Exercise instructions —
- A) Answer these questions using the article on imaging and Medicare spending, one answer per line, marked the same way:
(i) What share of total Medicare outlays did imaging represent?
(ii) Which imaging segment saw the biggest drop in payments per service, and by how much?
(iii) What did Part B expenditures total by 2019?
- B) Carry on the article about imaging and Medicare spending from its last sentence.

Page text —
Imaging did not contribute to an increase in Medicare spending between 2009 to 2019, despite claims to the contrary, according to a new analysis published Sunday.
Total U.S. healthcare expenditures hit $3.8 trillion two years ago, representing a fourfold increase in the sector’s share of the gross domestic product since 1960. That’s compelled efforts to reduce spending, with radiology one of the prime targets, University Hospitals Cleveland experts noted.
However, the specialty recorded the most negative compounded annual growth rate when compared to all other Medicare Part B categories during those 10 years. Imaging represented just 8% of Part B spending, 1.4% of total Medicare outlays and 0.05% of all national healthcare expenditures, researchers detailed in Current Problems in Diagnostic Radiology.
“These findings contradict statements that physician services and imaging are a significant contributing factor for the growth of expenditures and the disproportional amount the United States spends in healthcare compared to other countries,” corresponding author Keval Parikh, MD, with University Hospitals’ Department of Radiology, and colleagues wrote Aug. 29. “Further investigation of other components of the [national health expenditures] other than Part B, such as out-of-pocket expenditures and facility fees, may help clarify the total contribution that imaging has in the NHE.”
During the 10-year study period, payments per Part B service declined at a 1.4% compound annual growth rate. Imaging recorded the biggest drop at 3.5% among all categories. Within that segment, nuclear medicine saw the biggest dip at 7.4%, followed by MRI/MR angiography (-5.8%), CT/CTA (-3.5%) and ultrasound (-3.3%). Meanwhile, plain film X-rays logged a positive growth rate of 0.4%. There was a total of 5.1 billion services paid for in 2019, and imaging represented about 8% of that volume. CAGR for number of services was 2.1% during the study, and imaging recorded a 0.5% growth rate. And Part B expenditures totaled $115.6 billion by 2019, with a modest growth rate of 0.6%. That was driven by drugs (up 5.9%) and procedures (0.9%), at a time when imaging dropped 3%.

Supplied records —
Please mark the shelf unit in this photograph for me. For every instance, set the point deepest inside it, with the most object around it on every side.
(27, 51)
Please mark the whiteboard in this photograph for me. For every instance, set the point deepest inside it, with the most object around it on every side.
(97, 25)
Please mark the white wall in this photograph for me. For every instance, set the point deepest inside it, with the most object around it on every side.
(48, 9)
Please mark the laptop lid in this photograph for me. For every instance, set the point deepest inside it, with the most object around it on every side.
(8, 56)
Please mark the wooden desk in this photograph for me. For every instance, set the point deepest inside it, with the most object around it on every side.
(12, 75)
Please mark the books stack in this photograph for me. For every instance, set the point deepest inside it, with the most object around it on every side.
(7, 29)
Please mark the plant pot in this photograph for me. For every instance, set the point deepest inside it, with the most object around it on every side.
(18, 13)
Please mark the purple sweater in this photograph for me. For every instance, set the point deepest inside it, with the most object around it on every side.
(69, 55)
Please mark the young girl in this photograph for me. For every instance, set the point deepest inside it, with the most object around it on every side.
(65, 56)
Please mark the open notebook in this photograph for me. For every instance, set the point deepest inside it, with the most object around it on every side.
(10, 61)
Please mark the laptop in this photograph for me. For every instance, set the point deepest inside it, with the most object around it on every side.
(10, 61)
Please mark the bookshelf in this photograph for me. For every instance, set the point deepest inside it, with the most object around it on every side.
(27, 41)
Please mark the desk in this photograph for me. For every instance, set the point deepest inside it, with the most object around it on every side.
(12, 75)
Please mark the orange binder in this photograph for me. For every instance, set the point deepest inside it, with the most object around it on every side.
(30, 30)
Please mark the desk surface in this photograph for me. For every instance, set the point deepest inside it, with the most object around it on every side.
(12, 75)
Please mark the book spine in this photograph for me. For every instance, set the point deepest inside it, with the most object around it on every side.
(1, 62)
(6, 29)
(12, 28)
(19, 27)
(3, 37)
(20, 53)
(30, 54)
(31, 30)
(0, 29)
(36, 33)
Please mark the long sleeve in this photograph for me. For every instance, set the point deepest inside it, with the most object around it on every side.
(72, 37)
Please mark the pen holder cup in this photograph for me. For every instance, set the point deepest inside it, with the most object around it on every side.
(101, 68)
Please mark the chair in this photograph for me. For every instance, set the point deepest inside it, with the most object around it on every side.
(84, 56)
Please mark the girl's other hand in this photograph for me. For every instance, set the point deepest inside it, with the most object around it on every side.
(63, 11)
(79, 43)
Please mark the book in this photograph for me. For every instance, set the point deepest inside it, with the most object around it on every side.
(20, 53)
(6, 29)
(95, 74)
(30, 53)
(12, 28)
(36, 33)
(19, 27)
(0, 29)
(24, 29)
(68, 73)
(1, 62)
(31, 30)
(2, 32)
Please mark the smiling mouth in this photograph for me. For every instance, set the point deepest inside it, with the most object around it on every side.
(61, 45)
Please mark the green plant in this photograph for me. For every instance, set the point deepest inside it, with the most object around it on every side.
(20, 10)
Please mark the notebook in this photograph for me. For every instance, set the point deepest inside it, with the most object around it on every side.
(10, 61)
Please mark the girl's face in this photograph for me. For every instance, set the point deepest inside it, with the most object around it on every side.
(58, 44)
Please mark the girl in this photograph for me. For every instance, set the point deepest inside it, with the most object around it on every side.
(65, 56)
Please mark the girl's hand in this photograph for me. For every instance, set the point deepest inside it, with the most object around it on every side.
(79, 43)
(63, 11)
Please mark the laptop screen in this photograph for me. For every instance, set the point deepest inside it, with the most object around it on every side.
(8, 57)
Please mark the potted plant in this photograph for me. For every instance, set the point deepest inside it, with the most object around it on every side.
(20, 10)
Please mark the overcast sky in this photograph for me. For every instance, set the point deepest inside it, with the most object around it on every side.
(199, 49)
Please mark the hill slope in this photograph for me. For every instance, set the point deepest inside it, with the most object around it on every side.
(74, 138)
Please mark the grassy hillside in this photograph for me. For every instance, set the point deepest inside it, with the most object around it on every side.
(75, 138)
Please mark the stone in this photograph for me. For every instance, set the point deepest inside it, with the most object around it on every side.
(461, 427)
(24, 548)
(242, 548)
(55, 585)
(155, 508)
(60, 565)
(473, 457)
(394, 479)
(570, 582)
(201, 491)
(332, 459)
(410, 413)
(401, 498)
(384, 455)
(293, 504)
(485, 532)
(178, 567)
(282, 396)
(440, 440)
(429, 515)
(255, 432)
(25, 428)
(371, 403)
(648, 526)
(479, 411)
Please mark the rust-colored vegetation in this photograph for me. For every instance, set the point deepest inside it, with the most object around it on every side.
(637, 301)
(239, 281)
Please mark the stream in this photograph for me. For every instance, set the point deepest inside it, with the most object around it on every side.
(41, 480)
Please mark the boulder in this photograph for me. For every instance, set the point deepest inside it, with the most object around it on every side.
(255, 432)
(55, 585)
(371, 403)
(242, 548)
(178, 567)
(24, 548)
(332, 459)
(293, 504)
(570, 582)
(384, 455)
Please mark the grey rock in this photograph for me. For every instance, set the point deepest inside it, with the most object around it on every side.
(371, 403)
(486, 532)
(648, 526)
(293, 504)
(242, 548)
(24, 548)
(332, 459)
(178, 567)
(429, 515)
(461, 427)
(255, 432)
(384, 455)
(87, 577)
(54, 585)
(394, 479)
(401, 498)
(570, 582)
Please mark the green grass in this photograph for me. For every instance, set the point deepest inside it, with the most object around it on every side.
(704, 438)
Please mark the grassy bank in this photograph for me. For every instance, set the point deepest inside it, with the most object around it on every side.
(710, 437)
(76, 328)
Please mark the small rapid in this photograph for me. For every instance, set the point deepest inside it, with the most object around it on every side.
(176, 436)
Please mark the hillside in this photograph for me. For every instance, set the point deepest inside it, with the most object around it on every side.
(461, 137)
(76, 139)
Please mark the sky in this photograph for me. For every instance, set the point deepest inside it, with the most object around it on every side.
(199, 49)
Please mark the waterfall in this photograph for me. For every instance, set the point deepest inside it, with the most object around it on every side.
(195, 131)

Answers below —
- A)
(i) 1.4%
(ii) Nuclear medicine, at 7.4%
(iii) $115.6 billion

- B)
Despite these numbers, the federal government has targeted imaging spending for cuts on several occasions. Parikh et al. are concerned about the impact of continued pressure on imaging pricing.
“If price control leads to decrease in reimbursements to unsustainable and unfair levels, it may cause unintended consequences such as shortages of physicians and physician services, rationing, deterioration of quality (e.g., burnout), the creation of additional fees to patients and/or the increase in out-of-pocket expenditures,” the authors noted. “In fact, there is evidence that patients very commonly pay coinsurance when undergoing advanced imaging, both in and out of the network. This could be a sign of the unintended consequences of reduction in fee services beyond the equilibrium point for suppliers of Imaging services.”